PROVIDED TEXT Block Start

How Often Do Married Couples Over 70 Make Love?

Among married couples over 70, roughly one in four to two in five are still sexually active, with most of those couples having sex somewhere between a few times a month and a few times a year. A University of Michigan national poll found that 39% of adults aged 71 to 75 reported being sexually active, dropping to 25% for those aged 76 to 80. The numbers vary widely from couple to couple, and “sexually active” means different things to different people, but the short answer is: more couples over 70 are having sex than most people assume.

What the Numbers Actually Look Like

Several large studies have tracked sexual frequency in adults over 70, and the picture they paint is consistent. Among sexually active men in their 70s, about half report having sex two to four times a month, while roughly 45% report once a month or less. Women in the same age group skew lower: about two-thirds report once a month or less, with around 29% reporting two to four times a month.

A separate study of adults over 70 found that about a third never had intercourse at all, while another third had sex about once a month. The remaining third were having sex more frequently than that. So the typical range for couples who are still active falls between once or twice a month and a few times a week, with once or twice a month being the most common pattern.

PROVIDED TEXT Block End
DATA RECORDS Block Start

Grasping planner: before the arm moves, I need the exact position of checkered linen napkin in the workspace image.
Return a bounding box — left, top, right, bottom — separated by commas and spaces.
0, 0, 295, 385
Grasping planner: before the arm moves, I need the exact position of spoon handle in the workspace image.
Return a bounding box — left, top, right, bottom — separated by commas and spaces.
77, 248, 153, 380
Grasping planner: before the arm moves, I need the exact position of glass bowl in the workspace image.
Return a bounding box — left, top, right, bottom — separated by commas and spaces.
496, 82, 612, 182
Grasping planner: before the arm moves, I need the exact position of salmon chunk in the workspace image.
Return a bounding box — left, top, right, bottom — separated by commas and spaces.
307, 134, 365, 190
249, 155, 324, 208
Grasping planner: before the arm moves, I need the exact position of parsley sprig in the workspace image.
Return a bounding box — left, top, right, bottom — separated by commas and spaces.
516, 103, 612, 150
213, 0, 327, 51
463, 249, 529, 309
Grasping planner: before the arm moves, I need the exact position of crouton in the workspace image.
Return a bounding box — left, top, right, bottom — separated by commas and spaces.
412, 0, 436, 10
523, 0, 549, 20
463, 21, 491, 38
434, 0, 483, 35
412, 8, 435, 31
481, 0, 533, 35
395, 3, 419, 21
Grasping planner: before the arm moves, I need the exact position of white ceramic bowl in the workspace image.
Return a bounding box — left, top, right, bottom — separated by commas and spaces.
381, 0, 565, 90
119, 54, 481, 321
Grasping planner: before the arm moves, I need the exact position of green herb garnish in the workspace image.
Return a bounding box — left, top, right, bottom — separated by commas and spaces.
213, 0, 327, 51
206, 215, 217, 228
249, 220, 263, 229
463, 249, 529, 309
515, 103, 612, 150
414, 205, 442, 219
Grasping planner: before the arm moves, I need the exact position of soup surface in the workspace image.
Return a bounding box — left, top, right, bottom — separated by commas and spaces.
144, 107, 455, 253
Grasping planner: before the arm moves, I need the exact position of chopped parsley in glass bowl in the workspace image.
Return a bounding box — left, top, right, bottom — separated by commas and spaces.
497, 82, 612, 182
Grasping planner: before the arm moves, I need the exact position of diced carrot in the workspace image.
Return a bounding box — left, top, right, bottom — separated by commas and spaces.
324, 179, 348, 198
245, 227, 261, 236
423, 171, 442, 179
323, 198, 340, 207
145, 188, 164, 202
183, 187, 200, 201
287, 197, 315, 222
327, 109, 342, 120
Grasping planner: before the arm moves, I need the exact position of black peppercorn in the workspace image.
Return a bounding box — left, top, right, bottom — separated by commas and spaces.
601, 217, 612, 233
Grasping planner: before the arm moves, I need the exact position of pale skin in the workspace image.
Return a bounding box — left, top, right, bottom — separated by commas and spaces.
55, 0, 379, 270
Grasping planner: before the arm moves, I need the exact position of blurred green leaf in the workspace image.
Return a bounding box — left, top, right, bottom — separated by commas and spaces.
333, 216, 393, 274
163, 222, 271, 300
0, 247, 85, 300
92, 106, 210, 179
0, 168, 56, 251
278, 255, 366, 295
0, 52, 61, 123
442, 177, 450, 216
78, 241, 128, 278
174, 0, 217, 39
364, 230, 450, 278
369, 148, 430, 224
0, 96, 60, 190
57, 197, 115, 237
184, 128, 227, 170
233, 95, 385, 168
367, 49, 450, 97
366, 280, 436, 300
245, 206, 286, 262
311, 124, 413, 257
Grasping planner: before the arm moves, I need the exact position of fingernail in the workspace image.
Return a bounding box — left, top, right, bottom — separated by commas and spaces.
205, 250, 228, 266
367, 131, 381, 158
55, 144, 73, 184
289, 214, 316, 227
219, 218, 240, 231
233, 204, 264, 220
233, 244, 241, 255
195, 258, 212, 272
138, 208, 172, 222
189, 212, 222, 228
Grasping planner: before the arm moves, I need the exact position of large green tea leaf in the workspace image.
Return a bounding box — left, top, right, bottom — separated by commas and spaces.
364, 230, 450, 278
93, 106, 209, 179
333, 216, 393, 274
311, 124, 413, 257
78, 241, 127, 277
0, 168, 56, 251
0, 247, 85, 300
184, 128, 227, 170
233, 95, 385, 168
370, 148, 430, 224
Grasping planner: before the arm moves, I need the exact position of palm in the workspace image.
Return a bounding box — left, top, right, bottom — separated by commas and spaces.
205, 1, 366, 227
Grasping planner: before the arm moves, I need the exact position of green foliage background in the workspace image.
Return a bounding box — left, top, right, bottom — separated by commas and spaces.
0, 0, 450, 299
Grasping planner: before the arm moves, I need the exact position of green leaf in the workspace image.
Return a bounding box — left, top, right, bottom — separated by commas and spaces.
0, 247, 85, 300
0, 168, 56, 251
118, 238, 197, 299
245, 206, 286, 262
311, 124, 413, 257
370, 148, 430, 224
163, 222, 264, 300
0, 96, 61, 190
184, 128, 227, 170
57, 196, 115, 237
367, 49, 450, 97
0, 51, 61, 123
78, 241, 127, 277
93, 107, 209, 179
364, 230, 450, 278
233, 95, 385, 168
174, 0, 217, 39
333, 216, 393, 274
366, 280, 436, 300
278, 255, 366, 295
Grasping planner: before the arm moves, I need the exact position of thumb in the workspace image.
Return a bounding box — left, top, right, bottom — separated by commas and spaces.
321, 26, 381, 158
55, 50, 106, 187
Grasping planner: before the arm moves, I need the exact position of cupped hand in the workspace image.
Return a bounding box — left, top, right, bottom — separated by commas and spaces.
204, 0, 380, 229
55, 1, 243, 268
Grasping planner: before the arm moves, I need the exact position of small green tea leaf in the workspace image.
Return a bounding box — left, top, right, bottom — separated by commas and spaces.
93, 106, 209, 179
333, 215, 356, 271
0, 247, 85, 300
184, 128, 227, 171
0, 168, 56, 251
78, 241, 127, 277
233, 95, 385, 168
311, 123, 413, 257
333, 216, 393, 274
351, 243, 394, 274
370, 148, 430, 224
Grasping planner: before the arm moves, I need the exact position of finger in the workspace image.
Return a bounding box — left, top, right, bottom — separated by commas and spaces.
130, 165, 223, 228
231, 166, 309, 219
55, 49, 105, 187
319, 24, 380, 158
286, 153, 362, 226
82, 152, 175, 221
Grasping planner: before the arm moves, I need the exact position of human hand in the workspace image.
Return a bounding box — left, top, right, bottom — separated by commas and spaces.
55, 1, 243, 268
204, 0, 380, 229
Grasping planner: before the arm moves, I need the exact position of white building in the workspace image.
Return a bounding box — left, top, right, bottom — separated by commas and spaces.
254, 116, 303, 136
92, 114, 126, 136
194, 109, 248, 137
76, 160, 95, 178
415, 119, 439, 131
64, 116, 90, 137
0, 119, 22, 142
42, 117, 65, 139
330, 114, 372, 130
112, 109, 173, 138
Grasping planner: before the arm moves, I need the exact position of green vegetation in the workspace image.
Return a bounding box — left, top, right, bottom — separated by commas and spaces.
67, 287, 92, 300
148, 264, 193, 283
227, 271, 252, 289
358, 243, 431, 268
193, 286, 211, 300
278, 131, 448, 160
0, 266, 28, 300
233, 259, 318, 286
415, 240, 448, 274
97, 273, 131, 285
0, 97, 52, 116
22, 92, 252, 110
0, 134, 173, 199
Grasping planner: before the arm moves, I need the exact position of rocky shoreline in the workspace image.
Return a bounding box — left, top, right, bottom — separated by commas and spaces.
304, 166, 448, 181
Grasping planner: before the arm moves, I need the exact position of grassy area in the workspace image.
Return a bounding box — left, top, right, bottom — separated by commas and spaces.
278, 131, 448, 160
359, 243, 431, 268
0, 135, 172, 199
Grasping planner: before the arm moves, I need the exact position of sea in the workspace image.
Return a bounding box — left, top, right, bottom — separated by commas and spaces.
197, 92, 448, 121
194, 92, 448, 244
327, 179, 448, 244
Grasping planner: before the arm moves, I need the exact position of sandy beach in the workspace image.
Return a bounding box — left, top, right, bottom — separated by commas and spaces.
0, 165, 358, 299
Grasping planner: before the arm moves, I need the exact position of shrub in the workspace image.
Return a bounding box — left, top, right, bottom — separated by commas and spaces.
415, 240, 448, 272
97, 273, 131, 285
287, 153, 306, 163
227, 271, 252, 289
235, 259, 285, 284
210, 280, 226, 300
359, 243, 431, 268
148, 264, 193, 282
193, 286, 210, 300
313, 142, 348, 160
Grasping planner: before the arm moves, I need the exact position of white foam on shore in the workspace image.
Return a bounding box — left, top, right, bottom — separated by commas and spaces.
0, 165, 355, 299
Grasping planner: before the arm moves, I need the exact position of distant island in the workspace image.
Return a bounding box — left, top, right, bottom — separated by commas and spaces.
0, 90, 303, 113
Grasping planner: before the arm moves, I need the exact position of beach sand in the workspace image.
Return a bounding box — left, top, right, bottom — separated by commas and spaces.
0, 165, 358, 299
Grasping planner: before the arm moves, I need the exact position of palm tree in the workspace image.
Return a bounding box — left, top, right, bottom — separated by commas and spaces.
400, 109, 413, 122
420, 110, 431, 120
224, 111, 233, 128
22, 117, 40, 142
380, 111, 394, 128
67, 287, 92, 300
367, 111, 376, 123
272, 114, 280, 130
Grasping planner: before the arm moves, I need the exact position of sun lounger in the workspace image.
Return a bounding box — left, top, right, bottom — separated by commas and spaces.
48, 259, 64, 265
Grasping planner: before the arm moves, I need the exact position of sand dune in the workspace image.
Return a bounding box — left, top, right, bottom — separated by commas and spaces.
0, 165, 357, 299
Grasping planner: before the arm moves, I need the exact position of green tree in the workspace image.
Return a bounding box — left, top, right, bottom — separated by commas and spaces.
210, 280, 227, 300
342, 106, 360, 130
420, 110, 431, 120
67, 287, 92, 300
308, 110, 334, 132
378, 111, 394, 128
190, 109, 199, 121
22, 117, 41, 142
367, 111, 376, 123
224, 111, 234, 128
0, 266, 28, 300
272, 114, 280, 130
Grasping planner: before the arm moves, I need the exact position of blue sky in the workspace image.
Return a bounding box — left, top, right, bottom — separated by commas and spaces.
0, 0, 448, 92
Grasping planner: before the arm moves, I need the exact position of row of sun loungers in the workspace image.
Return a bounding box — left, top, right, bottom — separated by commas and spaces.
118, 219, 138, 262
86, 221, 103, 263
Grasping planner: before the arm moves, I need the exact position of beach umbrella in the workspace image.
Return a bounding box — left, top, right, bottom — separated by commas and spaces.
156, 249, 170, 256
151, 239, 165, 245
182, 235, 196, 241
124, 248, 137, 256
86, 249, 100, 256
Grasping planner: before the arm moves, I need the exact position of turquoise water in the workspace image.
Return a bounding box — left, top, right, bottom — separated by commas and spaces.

DATA RECORDS Block End

| TASK 1 |
According to the text on sexual frequency among married couples over 70, what percentage of adults aged 76 to 80 reported being sexually active in the University of Michigan national poll?
| TASK 2 |
Continue the text on sexual frequency among married couples over 70, starting after its last paragraph.

| REPLY 1 |
25%

| REPLY 2 |
One thing worth noting: 54% of older adults who have a romantic partner report being sexually active, compared to just 7% of those without one. Being in a relationship is by far the strongest predictor of continued sexual activity, which means married couples are already in the group most likely to maintain a sex life into their 70s and beyond.

The Gender Gap Is Real but Misleading

Men over 70 are significantly more likely than women to report being sexually active. In the Michigan poll, 51% of men said they were currently active compared to 31% of women. Other research found that 43% of men over 70 reported vaginal intercourse compared to 22% of women in the same age range.

But this gap is largely explained by relationship status, not desire. Women over 70 are far more likely to have lost a partner, and research consistently shows that the decline in sexual activity among older women is driven primarily by the loss of a male partner rather than a drop in interest. Among women who still have partners, rates of sexual activity are much closer to men’s. Solo sexual activity also remains common: 46% of men over 70 and 33% of women over 70 report masturbation.

What Counts as “Making Love” Changes

Many couples in their 70s shift what sex looks like in practice. Intercourse is one option, but touching, kissing, massage, oral stimulation, and other forms of physical closeness become a larger part of the picture. The Mayo Clinic specifically encourages older adults to expand their definition of sex beyond intercourse, noting that many forms of intimate contact are equally rewarding.

This shift isn’t a consolation prize. For many couples, it reflects a genuine broadening of what feels good and what feels connecting. When researchers ask about “sexual activity” rather than strictly “intercourse,” the numbers go up noticeably, because many older couples are physically intimate in ways that don’t fit the narrow definition but are deeply satisfying.

Why Frequency Drops (and It’s Not Always About Desire)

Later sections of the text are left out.